• Assignment
Which lines below fall between the one containing "pixel 402 220" and the one containing "pixel 272 167"? Repeat them exactly, counting both of those lines, and add nothing else.

━━━━━ Data provided

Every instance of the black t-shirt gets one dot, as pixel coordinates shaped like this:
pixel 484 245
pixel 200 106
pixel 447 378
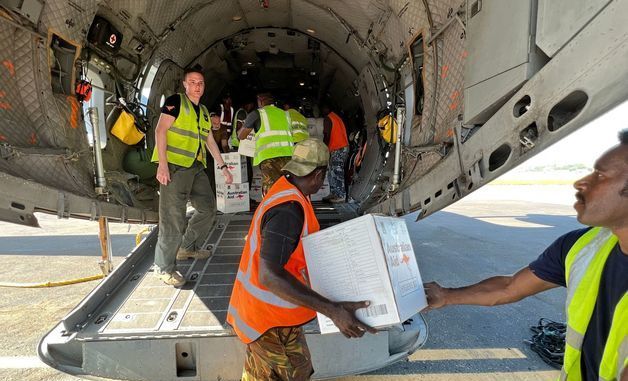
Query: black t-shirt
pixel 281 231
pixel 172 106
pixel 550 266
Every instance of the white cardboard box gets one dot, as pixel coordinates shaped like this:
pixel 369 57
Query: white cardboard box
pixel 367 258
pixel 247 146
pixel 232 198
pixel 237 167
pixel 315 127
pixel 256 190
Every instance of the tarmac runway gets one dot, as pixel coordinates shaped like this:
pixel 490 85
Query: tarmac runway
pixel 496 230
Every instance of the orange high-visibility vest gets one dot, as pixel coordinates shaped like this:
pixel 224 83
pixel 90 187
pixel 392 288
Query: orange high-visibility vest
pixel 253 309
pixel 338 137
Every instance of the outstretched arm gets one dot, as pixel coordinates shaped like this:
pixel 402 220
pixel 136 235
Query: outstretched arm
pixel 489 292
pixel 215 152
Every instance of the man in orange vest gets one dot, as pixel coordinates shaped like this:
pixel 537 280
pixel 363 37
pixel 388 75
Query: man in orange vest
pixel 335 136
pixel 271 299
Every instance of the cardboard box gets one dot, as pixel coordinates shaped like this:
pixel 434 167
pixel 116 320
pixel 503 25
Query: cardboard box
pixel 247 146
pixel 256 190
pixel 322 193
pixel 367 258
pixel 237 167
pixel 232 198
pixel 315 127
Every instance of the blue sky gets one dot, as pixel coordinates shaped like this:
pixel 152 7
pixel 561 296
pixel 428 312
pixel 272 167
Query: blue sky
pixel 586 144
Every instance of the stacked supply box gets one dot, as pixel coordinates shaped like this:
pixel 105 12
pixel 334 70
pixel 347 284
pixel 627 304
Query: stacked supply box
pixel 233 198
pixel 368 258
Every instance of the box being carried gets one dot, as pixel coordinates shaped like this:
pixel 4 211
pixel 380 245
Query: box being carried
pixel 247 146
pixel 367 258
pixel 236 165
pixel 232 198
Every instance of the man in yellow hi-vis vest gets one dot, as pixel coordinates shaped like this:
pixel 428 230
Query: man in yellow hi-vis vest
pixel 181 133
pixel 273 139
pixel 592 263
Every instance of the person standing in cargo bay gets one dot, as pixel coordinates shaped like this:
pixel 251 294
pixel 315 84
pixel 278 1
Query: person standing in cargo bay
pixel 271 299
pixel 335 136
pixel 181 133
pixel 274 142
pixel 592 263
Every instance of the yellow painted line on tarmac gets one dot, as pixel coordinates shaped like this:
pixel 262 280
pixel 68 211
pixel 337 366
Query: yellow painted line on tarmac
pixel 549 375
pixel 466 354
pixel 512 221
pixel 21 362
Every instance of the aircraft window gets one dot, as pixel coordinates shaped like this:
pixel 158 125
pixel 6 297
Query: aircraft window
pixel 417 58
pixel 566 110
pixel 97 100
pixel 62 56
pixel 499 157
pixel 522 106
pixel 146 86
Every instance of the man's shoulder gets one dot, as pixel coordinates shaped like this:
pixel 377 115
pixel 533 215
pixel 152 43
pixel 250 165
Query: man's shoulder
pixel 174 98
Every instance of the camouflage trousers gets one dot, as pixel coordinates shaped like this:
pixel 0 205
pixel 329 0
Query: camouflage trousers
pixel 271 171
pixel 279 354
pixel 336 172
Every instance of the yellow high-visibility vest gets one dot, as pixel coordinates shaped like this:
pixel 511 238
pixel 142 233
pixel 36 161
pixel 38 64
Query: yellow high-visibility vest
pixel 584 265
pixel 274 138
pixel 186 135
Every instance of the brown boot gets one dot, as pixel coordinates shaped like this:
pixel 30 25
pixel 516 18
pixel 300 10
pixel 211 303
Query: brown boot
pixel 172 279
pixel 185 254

━━━━━━━━━━
━━━━━ Data provided

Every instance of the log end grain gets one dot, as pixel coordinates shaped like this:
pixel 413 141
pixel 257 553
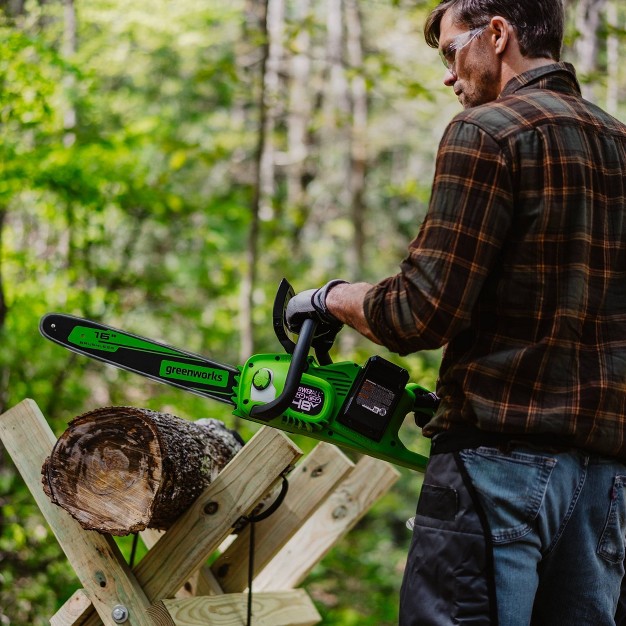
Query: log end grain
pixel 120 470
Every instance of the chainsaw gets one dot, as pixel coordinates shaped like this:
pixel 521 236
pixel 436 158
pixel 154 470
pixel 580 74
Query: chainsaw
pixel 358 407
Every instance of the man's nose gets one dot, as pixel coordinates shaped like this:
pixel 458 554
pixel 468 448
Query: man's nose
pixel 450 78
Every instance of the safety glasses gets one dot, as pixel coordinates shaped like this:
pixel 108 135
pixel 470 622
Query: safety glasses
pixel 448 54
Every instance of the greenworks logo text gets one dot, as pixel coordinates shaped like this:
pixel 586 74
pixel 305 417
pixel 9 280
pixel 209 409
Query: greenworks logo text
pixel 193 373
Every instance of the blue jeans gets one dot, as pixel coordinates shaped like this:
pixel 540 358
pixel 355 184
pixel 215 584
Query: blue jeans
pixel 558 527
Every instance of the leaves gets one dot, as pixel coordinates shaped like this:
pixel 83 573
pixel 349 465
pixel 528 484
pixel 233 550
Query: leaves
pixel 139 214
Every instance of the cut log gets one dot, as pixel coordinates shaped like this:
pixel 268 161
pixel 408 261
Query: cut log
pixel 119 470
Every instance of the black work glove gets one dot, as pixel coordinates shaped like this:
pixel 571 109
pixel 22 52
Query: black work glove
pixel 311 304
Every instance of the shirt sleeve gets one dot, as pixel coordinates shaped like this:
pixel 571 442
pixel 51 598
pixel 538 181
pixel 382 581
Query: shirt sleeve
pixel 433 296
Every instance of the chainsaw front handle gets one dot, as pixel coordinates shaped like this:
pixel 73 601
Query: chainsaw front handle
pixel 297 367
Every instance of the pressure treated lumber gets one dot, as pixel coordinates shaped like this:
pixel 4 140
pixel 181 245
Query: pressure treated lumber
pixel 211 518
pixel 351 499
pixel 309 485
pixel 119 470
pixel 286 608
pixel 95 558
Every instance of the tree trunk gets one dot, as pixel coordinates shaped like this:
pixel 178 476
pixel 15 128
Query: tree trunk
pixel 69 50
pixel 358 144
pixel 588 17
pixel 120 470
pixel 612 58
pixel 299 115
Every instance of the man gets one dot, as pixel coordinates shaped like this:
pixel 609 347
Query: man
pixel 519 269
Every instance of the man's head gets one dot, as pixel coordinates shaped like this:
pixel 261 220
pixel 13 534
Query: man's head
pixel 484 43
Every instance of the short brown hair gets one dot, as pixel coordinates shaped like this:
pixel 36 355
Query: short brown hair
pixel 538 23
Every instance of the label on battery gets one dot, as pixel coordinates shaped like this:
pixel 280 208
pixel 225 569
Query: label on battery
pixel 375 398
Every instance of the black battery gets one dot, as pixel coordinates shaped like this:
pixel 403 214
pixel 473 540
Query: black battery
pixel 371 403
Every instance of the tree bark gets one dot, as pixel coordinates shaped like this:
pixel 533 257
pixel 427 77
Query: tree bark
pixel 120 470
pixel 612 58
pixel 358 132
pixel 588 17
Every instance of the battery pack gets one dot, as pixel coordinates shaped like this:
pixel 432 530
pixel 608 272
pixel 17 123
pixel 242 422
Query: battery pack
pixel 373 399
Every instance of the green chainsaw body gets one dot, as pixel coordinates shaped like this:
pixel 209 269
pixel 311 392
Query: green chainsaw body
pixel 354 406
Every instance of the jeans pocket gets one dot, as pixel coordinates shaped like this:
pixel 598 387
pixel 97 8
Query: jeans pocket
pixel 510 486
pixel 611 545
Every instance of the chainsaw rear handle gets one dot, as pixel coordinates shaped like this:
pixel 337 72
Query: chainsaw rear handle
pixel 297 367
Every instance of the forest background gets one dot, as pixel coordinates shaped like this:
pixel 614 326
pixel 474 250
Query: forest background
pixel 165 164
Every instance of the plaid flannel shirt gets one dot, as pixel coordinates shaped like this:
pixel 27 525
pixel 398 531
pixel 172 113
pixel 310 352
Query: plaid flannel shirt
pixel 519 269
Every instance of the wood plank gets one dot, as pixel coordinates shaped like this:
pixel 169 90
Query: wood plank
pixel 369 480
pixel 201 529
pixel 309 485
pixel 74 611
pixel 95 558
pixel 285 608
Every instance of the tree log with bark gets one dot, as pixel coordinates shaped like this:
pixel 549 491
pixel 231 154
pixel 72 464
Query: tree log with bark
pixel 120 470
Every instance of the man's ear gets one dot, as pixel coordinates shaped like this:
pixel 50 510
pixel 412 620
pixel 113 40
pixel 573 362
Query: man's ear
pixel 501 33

━━━━━━━━━━

• Response area
pixel 402 220
pixel 136 235
Query: outstretched arm
pixel 489 292
pixel 215 152
Every instance of the man in orange vest gets one dot, as pixel coordinates shaped like this:
pixel 537 280
pixel 363 37
pixel 388 75
Query: man in orange vest
pixel 335 136
pixel 271 299
Every instance of the cardboard box gets one dot, as pixel coordinates shaped like this:
pixel 434 167
pixel 116 320
pixel 503 25
Query: cardboard box
pixel 247 146
pixel 256 190
pixel 322 193
pixel 367 258
pixel 237 167
pixel 232 198
pixel 315 127
Every instance of the blue sky gets one dot, as pixel coordinates shaped like this:
pixel 152 7
pixel 561 296
pixel 428 312
pixel 272 167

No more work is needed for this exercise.